## EXTRACTED TEXT
Some skilled nursing communities are specifically tailored for people with memory loss. CMSS’ Wesley Place offers skilled memory care as well as regular long-term care and short-term rehabilitation. Memory care at Wesley Place, is a state-designated special care unit. This designation recognizes that Wesley Place offers a high staff-to-resident ratio, that all staff members are specially trained to work with people with memory loss and that activities are specially designed for people with memory loss.
Adult day wellness programs
Adult day wellness programs are ideal for people who live at home but could benefit from spending time at a community during the day. Adult day wellness programs are a great option for those who need some personal assistance during the day, or find themselves feeling isolated. If you are caring for a loved one, adult day wellness programs can also provide a break for you as the caregiver when you cannot be with them during the day.

## WORK ORDER 1
Write out the stretch of the senior care passage from "Some skilled nursing" through "designed for people with memory loss.".
## WORK ORDER 2
In the senior care passage, what kinds of care does Wesley Place offer?

## ENTRIES SHOWN
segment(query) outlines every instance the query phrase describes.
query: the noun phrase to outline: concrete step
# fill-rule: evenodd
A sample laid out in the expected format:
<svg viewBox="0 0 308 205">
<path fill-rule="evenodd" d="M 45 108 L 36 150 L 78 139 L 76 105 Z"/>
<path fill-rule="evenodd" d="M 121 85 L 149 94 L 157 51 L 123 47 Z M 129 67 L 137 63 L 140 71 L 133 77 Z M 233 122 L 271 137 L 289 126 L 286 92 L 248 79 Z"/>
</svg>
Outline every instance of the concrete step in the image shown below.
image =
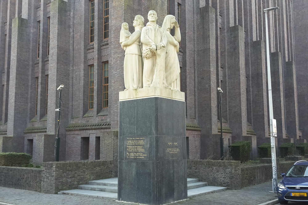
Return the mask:
<svg viewBox="0 0 308 205">
<path fill-rule="evenodd" d="M 118 178 L 105 179 L 88 181 L 88 184 L 118 187 Z"/>
<path fill-rule="evenodd" d="M 106 191 L 113 193 L 118 193 L 118 187 L 101 185 L 93 185 L 92 184 L 83 184 L 78 186 L 79 189 L 91 190 L 93 191 Z"/>
<path fill-rule="evenodd" d="M 118 193 L 105 191 L 93 191 L 84 189 L 72 189 L 67 191 L 61 191 L 58 192 L 60 194 L 70 194 L 79 196 L 86 196 L 94 197 L 103 197 L 117 199 Z"/>
<path fill-rule="evenodd" d="M 188 197 L 190 197 L 201 194 L 206 194 L 215 192 L 219 192 L 225 190 L 227 190 L 226 187 L 207 186 L 205 187 L 199 187 L 187 190 L 187 196 Z"/>
<path fill-rule="evenodd" d="M 199 179 L 193 179 L 192 178 L 187 178 L 187 184 L 191 183 L 194 183 L 199 182 Z"/>
<path fill-rule="evenodd" d="M 198 182 L 194 183 L 190 183 L 189 184 L 187 184 L 187 190 L 195 189 L 196 188 L 205 187 L 207 185 L 208 183 L 207 182 Z"/>
</svg>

## TASK OUTPUT 1
Some skilled nursing communities are specifically tailored for people with memory loss. CMSS’ Wesley Place offers skilled memory care as well as regular long-term care and short-term rehabilitation. Memory care at Wesley Place, is a state-designated special care unit. This designation recognizes that Wesley Place offers a high staff-to-resident ratio, that all staff members are specially trained to work with people with memory loss and that activities are specially designed for people with memory loss.

## TASK OUTPUT 2
Skilled memory care, regular long-term care and short-term rehabilitation.